■ **Requisitos del ejercicio**:
Responde, por favor, estas preguntas a partir del texto sobre Cialente que aparece más abajo:
1. ¿En qué años salieron la primera y la última publicación de Cialente?
2. ¿Qué novelas de Cialente están ambientadas en Egipto?
3. ¿Con qué título volvió a publicarse "La ballerina" en el diario comunista en 1952?

■ **Documento**:
+--
Figura discreta y esquiva, poco dada al relato de sí misma y a la exhibición de su rol personal, Cialente vive de largos exilios, de recorridos interrumpidos, de miradas desde lejos. Su biografía está marcada por la tendencia a posicionarse siempre en otro sitio, distante de los centros de la producción cultural y editorial del país, del gusto del público, de las tendencias literarias del momento. En los más de cincuenta años que separan su exordio de su última publicación (1930-1986) la autora trabaja por establecer un nexo sólido con los editores, pero no llegará jamás a conquistar una consagración mediática o un éxito de público duradero. Sus volúmenes son protagonistas de difíciles itinerarios compositivos y editoriales que en muchos casos se retrasan o alteran la difusión, volviendo particularmente discontinua la presencia de la autora en el mercado literario italiano. Una discontinuidad histórica y editorial que no refleja, sin embargo, el valor y el sentido de la producción de Cialente, cuya narrativa se despliega en el tiempo como un gesto formal extremadamente consciente y coherente, capaz de conjugar la escritura de la intimidad y de la transposición fantástica con la escritura de la conciencia (ética, política, social, moral) y, por lo tanto, del compromiso.

Si se excluyen las colaboraciones periodísticas y algunas traducciones del inglés, el trabajo de Cialente consiste en seis novelas (tres ambientadas en Italia: Natalia, 1930; Un inverno freddissimo, 1966; Le quattro ragazze Wieselberger, 1976; tres en Egipto: Cortile a Cleopatra, 1936; Ballata levantina, 1961; Il vento sulla sabbia, 1972) y dos colecciones de cuentos breves (Pamela o la bella estate, 1962; Interno con figure, 1976), obras que determinan un recorrido creativo fuertemente homogéneo, inspirado en los modelos de la novela histórica y de formación, así como de la gran tradición  europea de fines del siglo xix e inicios del xx. Escritora declaradamente antiexperimental, Cialente recurre a un imaginario realístico y descriptivo, afirmando una fe obstinada en la posibilidad de la palabra literaria para describir e incidir sobre los eventos, individuales y colectivos, de la Historia.

El texto propuesto en traducción pertenece a un núcleo de relatos escritos en Alejandría de Egipto hacia la segunda mitad de los años treinta y destinados al Giornale dOriente, periódico de la colonia italiana. Después de la primera edición de 1937, el texto es propuesto una vez más por la escritora en 1952 sobre las páginas del diario comunista lUnità (con el título “La Befana”) y luego editado en volumen junto a los otros cuentos alejandrinos en sus dos colecciones de 1962 y 1976. En la brevedad de su composición, “La ballerina” (“La bailarina”) presenta una instantánea de la producción de Cialente en el periodo precedente a la Segunda Guerra Mundial, cuando la escritura es dominada por el recuerdo (ya desenfocado y onírico) de una provincia italiana hecha de pequeñas ciudades polvorientas, donde descansa la sugestión de una sociedad extenuada y decadente. Sobre este fondo se agitan unos niños, protagonistas casi absolutos en los cuentos de este periodo, personajes que permiten alterar el cuento de la realidad a través de la distorsión de un filtro fantástico, continuamente contaminado por los modos del realismo mágico y de la fábula. La elección del universo infantil responde al interés por historias de una carente formación y por la puesta en escena de un héroe inmaduro y sin preparación, caracterizado por una identidad otra y desviadora respecto a la normalidad prescrita: el mismo personaje que regresa como protagonista de todas las novelas de Cialente. Mientras el tono del relato y la ambientación en un interior alto-burgués son conducibles a núcleos creativos recurrentes en las selecciones temáticas y estilísticas de la autora, la imagen decadente y encantada de la marquesa anticipa los rasgos de otra bailarina, la abuela Francesca que, muchos años después, dominará en la extensa novela Ballata levantina.
+--
■ **Registro de datos**:
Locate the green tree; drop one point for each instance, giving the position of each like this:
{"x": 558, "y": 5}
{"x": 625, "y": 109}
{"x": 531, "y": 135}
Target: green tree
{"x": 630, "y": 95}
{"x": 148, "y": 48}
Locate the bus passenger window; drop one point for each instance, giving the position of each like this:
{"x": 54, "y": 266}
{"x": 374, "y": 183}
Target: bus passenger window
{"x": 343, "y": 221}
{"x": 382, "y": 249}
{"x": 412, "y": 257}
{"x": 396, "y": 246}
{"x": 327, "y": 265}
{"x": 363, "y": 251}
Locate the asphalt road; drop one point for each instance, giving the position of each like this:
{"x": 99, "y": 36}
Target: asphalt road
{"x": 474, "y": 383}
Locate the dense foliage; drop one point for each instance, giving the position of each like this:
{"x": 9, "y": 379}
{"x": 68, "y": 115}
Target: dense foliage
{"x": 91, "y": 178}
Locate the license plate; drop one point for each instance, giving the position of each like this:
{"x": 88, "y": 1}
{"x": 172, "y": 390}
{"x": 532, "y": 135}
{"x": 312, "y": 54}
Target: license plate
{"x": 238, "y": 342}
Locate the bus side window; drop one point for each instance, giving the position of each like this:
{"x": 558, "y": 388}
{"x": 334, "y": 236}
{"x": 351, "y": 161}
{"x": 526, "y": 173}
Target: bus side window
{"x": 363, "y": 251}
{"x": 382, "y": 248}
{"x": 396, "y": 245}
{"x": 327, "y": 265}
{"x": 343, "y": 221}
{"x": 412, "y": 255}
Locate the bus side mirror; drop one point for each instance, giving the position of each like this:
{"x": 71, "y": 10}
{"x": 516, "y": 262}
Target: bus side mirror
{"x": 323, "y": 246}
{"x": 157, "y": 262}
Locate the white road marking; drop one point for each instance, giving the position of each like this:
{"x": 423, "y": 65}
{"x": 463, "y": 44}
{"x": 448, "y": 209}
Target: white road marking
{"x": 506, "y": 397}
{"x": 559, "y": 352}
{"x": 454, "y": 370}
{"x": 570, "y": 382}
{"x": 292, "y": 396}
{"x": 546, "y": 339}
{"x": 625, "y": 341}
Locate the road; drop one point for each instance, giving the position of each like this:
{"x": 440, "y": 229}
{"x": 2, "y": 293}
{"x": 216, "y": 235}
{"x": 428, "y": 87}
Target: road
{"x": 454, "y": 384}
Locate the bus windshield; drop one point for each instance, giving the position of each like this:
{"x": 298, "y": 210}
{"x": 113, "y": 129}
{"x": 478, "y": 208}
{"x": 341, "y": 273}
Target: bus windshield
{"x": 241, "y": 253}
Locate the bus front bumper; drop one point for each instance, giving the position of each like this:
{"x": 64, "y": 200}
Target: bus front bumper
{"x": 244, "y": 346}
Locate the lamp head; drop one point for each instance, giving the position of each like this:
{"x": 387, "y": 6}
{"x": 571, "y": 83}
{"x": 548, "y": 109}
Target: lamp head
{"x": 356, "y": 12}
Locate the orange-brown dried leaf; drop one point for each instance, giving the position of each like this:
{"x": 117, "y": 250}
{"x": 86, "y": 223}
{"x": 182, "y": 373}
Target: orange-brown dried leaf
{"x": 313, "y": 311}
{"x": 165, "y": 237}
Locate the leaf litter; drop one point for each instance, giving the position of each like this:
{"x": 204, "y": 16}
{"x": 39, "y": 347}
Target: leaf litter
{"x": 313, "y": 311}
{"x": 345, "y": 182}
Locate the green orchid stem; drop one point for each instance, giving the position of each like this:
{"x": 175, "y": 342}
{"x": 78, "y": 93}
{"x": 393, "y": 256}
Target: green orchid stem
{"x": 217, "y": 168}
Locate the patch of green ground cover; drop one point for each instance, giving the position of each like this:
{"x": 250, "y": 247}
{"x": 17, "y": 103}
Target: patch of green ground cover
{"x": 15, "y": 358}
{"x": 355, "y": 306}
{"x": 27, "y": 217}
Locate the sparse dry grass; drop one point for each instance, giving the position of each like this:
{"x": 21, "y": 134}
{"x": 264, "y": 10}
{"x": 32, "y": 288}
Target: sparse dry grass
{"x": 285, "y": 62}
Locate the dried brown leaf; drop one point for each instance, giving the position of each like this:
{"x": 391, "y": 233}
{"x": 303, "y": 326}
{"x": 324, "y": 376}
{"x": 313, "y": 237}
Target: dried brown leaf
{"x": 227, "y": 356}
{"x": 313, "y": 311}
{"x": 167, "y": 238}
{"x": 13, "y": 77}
+--
■ **Respuesta final**:
1. En 1930 y en 1986.
2. Cortile a Cleopatra (1936), Ballata levantina (1961) e Il vento sulla sabbia (1972).
3. "La Befana".